Update to clarify combining characters

John C Klensin klensin at jck.com
Wed Apr 23 09:33:43 CEST 2014



--On Tuesday, April 22, 2014 23:58 +0200 "J-F C. Morfin"
<jfc at morfin.org> wrote:

> John,
> it seems that all this is becoming political and economical
> issues totally out of the IETF end to end and my fringe to
> fringe scopes.

Jefsey,

While parts of it, to my surprise and disappointment, seem to be
getting worse (with the ICANN "variant" effort perhaps heading
the list), IDNs have always been driven by politics (especially
if that term is used in a broad sense).  They exist at the
boundary between the DNS, which was not intended for end-user,
natural-language, identifiers and a whole series of requirements
that arise as soon as one wants to accommodate reasonable
end-user expectations.  A broad version of the latter
requirements and issues include a need for flexibility about
input methods, display, and orthography while preserving
distinctions that are deemed to be important; a need to handle
synonyms and other types of strong aliasing; and tensions
between global and localized identifiers (I think your fringe to
fringe scope ideas fall into the latter category).   Those
issues exist within almost every natural, naturally-evolved,
language as well as between languages.  Most of them would exist
even without considering the additional constraints imposed when
one maps written language into codes that are more or less
convenient for computer use; few of them are issues when uses
are limited to reasonably convenient mnemonics rather than
"words" with bindings to dictionaries, standardized spelling,
and definitional or other semantics.

IMO, given that we are constrained by the limitations of a DNS
that was designed for a different set of requirements, IDNA
represents about as good a balance and set of tricks for getting
around those limitations as we are going to get (and probably as
is possible).  The tradeoffs could have been made differently,
but, at best, only by trading one set of issues for another: the
combination of a strong ASCII assumption (including special
handling of case) for octets between 0x00 and 0x7F and an
undefined situation for octets between 0x80 and 0xFF, weak
aliasing that lacks both abilities to have aliases for several
labels in the same FQDN at a time and to inquire about alternate
aliases, and ability to do language-sensitive and [other]
context-sensitive server-side flexible matching guarantee at
least rough edges for the user who expects locally-sensible and
locally-predictable behavior.

→ Data excerpts:
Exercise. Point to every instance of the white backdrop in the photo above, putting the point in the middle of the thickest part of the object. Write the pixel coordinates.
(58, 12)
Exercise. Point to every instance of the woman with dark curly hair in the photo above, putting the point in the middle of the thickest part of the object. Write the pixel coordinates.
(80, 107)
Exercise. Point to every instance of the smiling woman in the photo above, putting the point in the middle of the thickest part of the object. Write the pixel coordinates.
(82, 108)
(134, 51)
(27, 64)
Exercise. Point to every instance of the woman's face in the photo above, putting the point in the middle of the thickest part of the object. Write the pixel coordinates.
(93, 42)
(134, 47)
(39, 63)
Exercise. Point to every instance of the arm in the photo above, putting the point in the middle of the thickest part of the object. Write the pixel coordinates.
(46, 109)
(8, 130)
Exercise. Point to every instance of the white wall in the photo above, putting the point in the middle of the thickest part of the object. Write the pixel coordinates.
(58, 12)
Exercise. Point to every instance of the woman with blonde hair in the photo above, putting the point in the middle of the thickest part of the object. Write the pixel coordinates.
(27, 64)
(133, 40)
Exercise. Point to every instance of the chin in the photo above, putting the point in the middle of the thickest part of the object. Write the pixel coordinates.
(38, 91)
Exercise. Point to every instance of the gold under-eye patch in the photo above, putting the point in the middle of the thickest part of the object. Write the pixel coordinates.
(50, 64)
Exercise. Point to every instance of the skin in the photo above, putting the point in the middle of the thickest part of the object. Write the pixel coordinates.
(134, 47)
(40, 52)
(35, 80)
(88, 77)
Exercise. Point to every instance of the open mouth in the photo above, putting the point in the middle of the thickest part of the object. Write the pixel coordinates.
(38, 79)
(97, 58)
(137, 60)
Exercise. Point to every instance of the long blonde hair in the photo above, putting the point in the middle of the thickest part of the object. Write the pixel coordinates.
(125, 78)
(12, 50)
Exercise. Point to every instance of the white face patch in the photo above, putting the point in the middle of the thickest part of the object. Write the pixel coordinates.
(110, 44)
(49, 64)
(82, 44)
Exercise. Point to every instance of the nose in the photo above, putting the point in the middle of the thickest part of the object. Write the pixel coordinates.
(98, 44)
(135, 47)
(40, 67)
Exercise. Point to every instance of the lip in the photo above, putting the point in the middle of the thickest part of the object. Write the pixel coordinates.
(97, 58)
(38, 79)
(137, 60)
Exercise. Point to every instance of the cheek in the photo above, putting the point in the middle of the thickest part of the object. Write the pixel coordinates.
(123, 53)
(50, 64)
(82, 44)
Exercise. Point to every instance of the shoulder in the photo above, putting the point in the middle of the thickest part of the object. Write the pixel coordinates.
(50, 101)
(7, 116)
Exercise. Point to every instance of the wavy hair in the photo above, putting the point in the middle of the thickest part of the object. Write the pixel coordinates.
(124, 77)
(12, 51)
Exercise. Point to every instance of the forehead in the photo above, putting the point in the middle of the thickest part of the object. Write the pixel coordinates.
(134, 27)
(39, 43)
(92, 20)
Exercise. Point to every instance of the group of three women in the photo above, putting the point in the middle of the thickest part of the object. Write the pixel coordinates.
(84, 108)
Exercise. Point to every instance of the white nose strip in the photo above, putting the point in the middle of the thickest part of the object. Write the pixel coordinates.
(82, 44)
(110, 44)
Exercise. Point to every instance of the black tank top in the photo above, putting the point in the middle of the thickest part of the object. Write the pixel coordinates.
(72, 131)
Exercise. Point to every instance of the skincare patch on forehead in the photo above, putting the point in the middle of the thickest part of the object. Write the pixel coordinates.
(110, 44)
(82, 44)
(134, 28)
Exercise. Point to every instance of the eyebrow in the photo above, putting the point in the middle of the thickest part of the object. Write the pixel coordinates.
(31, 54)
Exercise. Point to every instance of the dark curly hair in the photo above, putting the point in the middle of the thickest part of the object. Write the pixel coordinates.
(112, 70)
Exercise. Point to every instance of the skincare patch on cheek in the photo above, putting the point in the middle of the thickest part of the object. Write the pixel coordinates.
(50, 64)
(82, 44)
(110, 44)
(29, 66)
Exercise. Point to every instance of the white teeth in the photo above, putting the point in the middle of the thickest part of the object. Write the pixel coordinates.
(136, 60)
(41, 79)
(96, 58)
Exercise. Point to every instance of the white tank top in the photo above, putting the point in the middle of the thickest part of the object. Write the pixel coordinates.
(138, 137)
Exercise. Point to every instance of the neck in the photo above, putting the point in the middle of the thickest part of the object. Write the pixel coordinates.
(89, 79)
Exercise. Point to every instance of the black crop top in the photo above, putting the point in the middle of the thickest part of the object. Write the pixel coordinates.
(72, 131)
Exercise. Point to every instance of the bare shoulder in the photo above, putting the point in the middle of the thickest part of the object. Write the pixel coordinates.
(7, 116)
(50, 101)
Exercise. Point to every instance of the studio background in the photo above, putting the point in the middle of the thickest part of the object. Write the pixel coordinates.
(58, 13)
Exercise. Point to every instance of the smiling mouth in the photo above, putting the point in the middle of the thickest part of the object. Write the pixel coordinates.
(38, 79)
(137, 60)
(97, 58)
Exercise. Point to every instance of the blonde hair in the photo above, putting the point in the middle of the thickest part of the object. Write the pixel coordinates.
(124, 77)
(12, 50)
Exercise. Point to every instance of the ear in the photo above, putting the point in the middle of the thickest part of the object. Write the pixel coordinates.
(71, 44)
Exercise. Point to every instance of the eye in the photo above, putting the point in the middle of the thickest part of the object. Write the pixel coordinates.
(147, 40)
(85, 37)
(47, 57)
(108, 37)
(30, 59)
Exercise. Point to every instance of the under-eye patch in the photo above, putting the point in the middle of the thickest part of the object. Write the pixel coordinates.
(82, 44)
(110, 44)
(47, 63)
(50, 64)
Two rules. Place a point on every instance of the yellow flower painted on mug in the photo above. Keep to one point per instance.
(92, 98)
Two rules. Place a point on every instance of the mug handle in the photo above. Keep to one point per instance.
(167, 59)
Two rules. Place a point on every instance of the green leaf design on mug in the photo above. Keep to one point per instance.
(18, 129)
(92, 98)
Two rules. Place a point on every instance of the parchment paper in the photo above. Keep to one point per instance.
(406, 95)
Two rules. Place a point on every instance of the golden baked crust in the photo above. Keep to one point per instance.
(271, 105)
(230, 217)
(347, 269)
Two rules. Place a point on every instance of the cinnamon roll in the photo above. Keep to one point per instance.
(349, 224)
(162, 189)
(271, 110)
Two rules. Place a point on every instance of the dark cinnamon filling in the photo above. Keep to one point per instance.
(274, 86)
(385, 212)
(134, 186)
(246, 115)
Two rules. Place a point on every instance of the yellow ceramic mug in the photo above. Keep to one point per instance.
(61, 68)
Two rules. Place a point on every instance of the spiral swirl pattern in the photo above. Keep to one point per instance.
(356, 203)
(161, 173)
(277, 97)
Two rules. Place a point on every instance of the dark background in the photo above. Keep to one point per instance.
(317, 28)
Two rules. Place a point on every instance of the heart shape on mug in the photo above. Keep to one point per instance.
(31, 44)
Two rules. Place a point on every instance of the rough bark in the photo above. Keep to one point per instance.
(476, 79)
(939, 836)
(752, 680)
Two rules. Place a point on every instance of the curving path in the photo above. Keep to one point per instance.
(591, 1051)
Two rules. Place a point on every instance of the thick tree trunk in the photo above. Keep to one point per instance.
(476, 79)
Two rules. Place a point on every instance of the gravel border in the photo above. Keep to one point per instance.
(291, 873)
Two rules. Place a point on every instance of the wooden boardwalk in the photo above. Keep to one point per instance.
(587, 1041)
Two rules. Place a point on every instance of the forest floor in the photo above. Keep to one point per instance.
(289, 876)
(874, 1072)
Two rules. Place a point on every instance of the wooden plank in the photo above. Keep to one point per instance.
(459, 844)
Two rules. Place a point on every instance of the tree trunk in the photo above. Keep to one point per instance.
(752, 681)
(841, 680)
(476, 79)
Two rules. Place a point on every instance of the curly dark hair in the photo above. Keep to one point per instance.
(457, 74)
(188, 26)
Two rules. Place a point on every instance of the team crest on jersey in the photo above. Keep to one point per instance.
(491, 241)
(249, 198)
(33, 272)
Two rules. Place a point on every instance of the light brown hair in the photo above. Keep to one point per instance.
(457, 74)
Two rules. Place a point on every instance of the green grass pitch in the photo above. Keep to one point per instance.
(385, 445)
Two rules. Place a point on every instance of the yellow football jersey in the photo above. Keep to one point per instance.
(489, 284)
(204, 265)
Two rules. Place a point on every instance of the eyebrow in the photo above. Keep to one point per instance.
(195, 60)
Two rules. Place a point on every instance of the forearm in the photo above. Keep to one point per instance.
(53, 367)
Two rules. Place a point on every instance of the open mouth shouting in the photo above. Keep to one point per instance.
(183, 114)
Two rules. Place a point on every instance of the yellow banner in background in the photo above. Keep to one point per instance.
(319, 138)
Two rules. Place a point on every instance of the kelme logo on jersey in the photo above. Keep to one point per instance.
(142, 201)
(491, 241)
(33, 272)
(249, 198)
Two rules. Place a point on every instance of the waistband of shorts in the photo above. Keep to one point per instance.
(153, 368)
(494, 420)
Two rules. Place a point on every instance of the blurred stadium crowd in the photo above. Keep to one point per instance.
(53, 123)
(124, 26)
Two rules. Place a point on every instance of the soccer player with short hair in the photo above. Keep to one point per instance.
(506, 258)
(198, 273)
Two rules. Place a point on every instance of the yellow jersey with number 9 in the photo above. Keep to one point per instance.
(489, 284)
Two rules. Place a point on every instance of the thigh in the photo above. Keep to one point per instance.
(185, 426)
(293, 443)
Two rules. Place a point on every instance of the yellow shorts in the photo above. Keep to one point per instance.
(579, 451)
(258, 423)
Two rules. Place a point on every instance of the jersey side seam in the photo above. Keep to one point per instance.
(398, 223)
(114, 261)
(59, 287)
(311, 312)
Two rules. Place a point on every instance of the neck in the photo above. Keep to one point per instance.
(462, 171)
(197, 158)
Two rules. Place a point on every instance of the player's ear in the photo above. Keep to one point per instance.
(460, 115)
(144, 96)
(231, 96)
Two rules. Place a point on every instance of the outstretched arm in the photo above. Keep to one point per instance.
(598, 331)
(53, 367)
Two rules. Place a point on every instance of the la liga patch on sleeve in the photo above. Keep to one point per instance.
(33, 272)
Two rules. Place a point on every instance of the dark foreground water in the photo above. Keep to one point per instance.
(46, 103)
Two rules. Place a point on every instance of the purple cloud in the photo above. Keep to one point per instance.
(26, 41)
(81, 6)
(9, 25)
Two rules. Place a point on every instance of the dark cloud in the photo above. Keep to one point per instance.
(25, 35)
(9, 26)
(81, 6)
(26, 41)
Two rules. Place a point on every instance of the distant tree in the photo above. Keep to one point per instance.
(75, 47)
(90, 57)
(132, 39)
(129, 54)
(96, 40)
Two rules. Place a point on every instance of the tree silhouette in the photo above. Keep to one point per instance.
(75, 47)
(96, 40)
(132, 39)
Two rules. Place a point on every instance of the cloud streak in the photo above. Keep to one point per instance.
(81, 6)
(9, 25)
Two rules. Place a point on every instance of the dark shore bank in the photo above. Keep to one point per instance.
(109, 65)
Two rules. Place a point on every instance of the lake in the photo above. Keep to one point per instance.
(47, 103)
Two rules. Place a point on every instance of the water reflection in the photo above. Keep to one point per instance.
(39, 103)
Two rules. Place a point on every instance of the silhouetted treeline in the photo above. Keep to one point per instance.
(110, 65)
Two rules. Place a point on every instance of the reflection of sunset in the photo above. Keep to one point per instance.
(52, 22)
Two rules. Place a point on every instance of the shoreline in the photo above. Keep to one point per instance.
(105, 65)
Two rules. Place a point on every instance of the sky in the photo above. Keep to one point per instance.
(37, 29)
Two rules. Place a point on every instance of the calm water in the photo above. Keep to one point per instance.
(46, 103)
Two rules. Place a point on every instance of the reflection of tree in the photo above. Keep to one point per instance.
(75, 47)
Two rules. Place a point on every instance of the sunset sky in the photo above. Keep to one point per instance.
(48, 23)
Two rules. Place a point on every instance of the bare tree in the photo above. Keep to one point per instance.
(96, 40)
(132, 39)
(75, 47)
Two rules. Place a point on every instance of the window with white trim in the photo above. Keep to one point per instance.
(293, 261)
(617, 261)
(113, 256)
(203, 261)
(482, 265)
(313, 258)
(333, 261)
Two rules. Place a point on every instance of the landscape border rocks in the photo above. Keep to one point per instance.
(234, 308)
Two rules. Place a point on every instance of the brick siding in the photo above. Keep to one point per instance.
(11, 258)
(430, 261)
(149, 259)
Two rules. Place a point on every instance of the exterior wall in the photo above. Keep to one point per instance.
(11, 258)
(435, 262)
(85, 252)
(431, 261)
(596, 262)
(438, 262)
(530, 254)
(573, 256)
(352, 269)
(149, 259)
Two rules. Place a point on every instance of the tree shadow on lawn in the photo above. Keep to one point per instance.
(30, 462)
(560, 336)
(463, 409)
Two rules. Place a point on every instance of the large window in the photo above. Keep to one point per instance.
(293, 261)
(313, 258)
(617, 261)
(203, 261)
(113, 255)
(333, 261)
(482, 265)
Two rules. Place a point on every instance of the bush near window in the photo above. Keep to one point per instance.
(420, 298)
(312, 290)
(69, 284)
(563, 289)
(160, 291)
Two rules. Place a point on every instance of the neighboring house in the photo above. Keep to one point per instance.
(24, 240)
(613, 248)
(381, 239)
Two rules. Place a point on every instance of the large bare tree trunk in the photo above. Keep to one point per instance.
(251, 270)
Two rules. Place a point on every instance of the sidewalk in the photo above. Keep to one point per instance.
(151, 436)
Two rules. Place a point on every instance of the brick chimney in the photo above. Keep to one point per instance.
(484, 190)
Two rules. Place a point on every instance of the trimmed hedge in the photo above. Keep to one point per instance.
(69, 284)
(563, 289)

→ Set exercise: Please turn the paragraph of the IDN email beginning "While parts of it, to my surprise" into a short bulleted list that keeps its main facts.

→ Exercise output:
- Some parts are getting worse, with the ICANN "variant" effort perhaps heading the list, but IDNs have always been driven by politics in a broad sense.
- IDNs sit at the boundary between the DNS, which was not meant for end-user, natural-language identifiers, and the requirements that come from meeting reasonable end-user expectations.
- Those requirements include:
  - flexibility about input methods, display and orthography while keeping important distinctions
  - handling synonyms and other strong aliasing
  - tensions between global and localized identifiers, where the writer places the fringe-to-fringe scope ideas
- These issues arise within almost every natural language and between languages.
- Most would exist even without the constraints of coding written language for computers.
- Few of them matter when uses are limited to convenient mnemonics rather than "words" tied to dictionaries, standardized spelling and semantics.